== Source passage
# 2.99% Heloc



## marina628 (Dec 14, 2010)

Hey Guys
Just got back from my bank and locked in the rate on my HELOC for 4 year @ 2.99%.My lady at TD said they are matching all offers by BMO which seem to be the lowest this week.


Marina


----------



## Jungle (Feb 17, 2010)

Yes right, TD, CIBC, BNS and RY are offering 2.99% four year, fixed mortgage terms, to compete with BMO's 2.99% 5 year, fixed term. 

I don't expect this to last long as bond yields are going up, so long as this stock market continues to hold or rally.


----------



## marina628 (Dec 14, 2010)

Yes she said currently has exp date Feb 1 but that can change.


----------



## Four Pillars (Apr 5, 2009)

But variable is always cheaper!! Lol.

2.99 is amazing. I got my first mortgage at the end of 99 and it was 6.75%. Seemed fine at the time...


----------



## Jungle (Feb 17, 2010)

Variable was good up until 6 months ago. 

We are SO close to early renewal with Scotia. We have two mortgages we can early renew without penalty in March. The rates on these mortgages are horrible; 5-5.5%! 

I doubt Scotia will hold this rate for another 1.5 months. 

However I can get a rate hold at BMO for 60 days... but I don't like their mortgage, it's fully restrictive. No moving, no pre-payment options, etc. 

Hmmm


----------



## andrewf (Mar 1, 2010)

Fixed rate HELOC? How does that work? Or did you transfer your HELOC balance to a fixed rate mortgage?


----------



## marina628 (Dec 14, 2010)

I increased my heloc ,maxed it out and then the Bank employee fixed the full amount to 2.99% for 4 years.We put the money back on heloc,she had to max it to go through the computer process ,it is not a mortgage.


----------



## Causalien (Apr 4, 2009)

Doesn't look like it's something they'd do normally. Do us mortals have to pay something? Or it is only available to the super rich?
====
### [Problems to work on]
• a. Do these statements agree with the HELOC thread? Answer yes or no for each, and quote the deciding words of the thread.
(i) marina628 locked in a 2.99% rate on a HELOC for four years.
(ii) BMO offers a 90-day rate hold.
(iii) The fixed amount on marina628's HELOC is a mortgage.
• b. Answer these questions from the HELOC thread:
(i) At which bank did marina628 lock in the rate?
(ii) What rates are on Jungle's two mortgages with Scotia?
(iii) What expiration date does the offer currently have?
• c. From the HELOC thread, extract the passage starting at "We are SO close" and ending at "(Mar 1, 2010)".
== Stored data
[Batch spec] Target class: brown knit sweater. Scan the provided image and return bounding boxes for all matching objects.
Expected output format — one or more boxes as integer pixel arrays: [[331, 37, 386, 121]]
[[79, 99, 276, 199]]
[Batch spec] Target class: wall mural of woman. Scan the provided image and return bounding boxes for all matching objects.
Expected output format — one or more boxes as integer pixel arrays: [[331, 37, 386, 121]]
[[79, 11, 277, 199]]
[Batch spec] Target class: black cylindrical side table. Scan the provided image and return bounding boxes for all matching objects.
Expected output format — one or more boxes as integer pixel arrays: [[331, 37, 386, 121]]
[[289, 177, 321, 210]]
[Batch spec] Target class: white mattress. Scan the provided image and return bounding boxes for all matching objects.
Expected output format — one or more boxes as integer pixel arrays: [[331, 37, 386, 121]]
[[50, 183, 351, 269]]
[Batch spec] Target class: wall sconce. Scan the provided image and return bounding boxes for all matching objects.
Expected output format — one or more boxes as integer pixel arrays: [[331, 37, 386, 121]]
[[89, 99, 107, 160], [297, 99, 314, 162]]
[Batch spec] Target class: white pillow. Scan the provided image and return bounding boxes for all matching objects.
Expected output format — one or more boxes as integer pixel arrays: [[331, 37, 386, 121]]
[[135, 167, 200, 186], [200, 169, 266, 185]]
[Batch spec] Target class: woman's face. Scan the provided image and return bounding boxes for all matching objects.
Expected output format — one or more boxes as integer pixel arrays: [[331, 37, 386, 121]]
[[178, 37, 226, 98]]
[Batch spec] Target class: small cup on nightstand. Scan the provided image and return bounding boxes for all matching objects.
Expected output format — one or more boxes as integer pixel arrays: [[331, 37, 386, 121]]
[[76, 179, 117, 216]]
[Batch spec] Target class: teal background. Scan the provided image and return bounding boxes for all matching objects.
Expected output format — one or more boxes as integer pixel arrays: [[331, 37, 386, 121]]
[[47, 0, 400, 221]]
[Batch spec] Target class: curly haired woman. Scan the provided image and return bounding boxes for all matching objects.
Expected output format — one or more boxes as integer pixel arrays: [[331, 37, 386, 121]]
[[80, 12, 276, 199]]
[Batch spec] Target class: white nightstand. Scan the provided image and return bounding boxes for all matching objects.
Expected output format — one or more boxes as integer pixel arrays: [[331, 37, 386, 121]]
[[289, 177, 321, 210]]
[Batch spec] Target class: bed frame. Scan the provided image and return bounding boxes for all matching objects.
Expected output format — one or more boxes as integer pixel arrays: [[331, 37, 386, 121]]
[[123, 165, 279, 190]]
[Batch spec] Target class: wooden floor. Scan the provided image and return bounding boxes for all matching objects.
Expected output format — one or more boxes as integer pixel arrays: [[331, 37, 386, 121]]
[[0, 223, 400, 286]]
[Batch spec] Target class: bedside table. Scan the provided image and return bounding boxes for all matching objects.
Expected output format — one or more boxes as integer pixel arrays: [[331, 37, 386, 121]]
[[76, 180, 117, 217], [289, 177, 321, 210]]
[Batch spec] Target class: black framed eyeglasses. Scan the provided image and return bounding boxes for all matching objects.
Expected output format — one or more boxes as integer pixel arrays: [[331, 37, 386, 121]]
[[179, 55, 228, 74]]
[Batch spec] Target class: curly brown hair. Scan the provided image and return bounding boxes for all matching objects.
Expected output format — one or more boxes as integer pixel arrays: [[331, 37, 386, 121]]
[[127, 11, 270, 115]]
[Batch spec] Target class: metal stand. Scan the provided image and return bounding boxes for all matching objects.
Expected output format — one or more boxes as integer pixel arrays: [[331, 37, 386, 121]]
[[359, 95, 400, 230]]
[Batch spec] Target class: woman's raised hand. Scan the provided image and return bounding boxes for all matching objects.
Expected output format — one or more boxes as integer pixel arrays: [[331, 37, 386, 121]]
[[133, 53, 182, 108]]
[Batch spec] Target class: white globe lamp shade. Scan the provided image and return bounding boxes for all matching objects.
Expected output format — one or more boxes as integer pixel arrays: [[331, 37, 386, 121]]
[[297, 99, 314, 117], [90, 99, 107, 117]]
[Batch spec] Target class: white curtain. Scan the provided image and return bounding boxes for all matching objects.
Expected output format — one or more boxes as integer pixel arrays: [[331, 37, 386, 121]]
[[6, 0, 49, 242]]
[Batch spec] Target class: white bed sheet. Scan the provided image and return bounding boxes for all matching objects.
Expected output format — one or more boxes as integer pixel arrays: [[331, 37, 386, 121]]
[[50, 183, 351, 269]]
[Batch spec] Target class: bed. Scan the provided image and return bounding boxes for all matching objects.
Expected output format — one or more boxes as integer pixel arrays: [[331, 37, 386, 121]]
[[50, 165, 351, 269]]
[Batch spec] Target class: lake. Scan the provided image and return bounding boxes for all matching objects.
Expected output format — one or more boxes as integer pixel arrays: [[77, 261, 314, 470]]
====
### [Final results]
• a.
(i) Yes: "locked in the rate on my HELOC for 4 year @ 2.99%"
(ii) No: "I can get a rate hold at BMO for 60 days"
(iii) No: "it is not a mortgage"

• b.
(i) TD
(ii) 5-5.5%
(iii) Feb 1

• c.
We are SO close to early renewal with Scotia. We have two mortgages we can early renew without penalty in March. The rates on these mortgages are horrible; 5-5.5%! 

I doubt Scotia will hold this rate for another 1.5 months. 

However I can get a rate hold at BMO for 60 days... but I don't like their mortgage, it's fully restrictive. No moving, no pre-payment options, etc. 

Hmmm


----------



## andrewf (Mar 1, 2010)